RECORDS FOR THIS TASK:
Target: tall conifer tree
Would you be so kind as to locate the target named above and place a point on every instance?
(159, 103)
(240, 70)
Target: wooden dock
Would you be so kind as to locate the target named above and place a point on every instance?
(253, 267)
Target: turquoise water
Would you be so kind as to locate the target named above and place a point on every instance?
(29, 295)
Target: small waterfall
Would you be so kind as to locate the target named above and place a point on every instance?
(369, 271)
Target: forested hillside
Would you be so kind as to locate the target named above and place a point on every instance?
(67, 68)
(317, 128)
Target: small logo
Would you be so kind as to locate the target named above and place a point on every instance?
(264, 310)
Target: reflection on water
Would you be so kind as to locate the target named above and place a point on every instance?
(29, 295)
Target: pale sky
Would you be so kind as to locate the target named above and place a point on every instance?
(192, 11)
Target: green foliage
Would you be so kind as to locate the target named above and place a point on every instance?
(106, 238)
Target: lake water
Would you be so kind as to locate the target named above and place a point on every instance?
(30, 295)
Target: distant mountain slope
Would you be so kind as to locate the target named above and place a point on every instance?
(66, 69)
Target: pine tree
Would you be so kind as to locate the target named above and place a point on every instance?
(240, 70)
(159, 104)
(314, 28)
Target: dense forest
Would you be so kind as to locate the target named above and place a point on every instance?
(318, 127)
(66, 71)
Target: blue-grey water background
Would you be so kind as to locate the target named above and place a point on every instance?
---
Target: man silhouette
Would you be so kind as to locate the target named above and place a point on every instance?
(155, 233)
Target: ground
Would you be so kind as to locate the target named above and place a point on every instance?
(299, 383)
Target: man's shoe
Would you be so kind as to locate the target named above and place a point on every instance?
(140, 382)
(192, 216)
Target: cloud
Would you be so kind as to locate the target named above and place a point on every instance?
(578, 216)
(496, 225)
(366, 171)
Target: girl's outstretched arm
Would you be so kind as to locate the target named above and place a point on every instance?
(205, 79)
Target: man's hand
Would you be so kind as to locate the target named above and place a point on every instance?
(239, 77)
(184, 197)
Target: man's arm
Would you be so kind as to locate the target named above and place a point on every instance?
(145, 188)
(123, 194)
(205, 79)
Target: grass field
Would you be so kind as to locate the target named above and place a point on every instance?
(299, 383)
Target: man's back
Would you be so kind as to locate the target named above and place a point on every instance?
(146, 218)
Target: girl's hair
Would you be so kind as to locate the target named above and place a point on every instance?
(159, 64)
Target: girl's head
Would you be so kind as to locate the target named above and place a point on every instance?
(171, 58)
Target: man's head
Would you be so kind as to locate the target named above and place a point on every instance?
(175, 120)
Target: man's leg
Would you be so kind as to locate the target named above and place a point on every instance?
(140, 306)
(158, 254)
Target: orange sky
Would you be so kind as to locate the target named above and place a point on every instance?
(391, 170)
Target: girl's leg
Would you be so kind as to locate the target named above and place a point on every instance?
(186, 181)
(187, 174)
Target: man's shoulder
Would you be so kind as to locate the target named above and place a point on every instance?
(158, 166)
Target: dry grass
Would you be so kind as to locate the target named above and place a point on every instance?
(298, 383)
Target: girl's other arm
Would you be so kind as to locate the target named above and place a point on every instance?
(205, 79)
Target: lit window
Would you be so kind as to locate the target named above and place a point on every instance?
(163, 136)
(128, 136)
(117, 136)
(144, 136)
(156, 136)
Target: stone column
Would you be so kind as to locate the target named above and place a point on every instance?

EXERCISE:
How many lines in the records above contain the string "tree", with case counting? Reply with the number alone.

TASK SOLUTION:
2